SET OF TASKS:
**a.** Answer these questions using the figure caption:
(i) On what kind of substrate is a GME fabricated?
(ii) At what position does the G peak appear in the Raman spectrum of a GME?
(iii) In panel (e), at what value is Vc fixed?
**b.** In the location labeling records, transcribe everything from the line containing "Every instance of the dark wood" down to the end of the records, with both ends included.

Figure 1: Structure and electron emission performances of a GME.
figure 1

(a) A schematic drawing showing the structure of a GME and its working principle. A GME is fabricated on a SiO2/Si wafer substrate and consists of a graphene film suspended between two metal (Au/Cr) electrodes and over the bottom Si electrode. A bias voltage (Vb) is applied to a GME to drive the electron emission from it and a top W electrode with a collecting voltage (Vc) applied is used to collect and measure the emission current. The highly doped Si layer applied with a voltage of Vg acts as the gate to tune the emission current measured by the top W electrode. (b) Tilted SEM image of a GME (scale bar, 1 μm). (c) Raman spectrum of a GME exhibiting a G peak of 1,580 cm−1 and a 2D peak of 2,656 cm−1. (d) Emission current of a GME measured by the upper collector electrode (Ic, solid blue line) and the bottom gate electrode (Ig, solid olive line) and the corresponding applied Joule-heating power (dashed purple line) when ramping up Vb and fixing Vc (100 V) and Vg (15 V). (e) IcVg curves of the same GME as in c when Vb increases from 3.10 to 3.35 V at 0.05 V intervals and Vc is fixed at 100 V.

Location labeling records
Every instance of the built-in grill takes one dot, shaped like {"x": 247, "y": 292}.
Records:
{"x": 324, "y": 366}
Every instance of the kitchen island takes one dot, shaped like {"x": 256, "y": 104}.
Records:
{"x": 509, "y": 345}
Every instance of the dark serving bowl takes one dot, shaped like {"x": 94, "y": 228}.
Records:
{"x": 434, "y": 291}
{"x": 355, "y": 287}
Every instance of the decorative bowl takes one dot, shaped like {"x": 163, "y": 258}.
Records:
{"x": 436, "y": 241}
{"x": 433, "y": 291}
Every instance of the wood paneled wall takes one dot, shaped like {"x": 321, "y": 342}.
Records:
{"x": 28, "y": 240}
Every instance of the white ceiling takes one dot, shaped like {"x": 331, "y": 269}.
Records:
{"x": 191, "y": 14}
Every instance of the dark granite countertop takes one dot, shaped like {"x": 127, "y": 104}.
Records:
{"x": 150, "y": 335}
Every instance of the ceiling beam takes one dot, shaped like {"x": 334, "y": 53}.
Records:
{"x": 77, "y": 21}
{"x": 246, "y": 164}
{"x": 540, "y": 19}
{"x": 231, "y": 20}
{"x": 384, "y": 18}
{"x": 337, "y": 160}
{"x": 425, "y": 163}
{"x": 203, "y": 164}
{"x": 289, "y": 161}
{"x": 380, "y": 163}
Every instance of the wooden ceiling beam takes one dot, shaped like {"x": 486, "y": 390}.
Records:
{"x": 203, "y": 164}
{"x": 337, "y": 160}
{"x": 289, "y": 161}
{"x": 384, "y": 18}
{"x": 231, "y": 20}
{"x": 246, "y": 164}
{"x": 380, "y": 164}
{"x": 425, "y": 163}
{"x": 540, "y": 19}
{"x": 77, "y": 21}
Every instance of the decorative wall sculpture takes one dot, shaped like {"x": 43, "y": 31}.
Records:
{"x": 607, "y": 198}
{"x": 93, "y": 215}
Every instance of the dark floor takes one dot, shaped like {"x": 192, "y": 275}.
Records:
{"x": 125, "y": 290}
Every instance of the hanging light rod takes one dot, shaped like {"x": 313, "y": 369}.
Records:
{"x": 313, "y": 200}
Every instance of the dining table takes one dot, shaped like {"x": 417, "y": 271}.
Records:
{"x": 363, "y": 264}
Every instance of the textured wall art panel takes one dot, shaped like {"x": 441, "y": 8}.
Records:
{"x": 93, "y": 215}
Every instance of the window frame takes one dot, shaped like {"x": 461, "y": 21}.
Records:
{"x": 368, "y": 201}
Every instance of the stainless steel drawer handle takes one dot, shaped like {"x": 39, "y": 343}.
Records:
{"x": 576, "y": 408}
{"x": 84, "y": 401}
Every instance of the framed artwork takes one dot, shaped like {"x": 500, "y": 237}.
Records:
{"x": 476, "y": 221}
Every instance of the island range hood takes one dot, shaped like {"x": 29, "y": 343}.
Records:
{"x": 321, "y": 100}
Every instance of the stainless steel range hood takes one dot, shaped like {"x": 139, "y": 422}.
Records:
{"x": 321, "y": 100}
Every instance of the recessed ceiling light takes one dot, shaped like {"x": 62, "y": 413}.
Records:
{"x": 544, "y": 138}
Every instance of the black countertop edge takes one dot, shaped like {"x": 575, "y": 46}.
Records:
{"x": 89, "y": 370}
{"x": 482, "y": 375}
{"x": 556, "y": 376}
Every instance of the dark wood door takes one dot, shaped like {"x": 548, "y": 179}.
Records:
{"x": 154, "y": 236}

OUTPUTS BY TASK:
**a.**
(i) A SiO2/Si wafer substrate.
(ii) 1,580 cm−1.
(iii) 100 V.

**b.**
Every instance of the dark wood door takes one dot, shaped like {"x": 548, "y": 179}.
Records:
{"x": 154, "y": 236}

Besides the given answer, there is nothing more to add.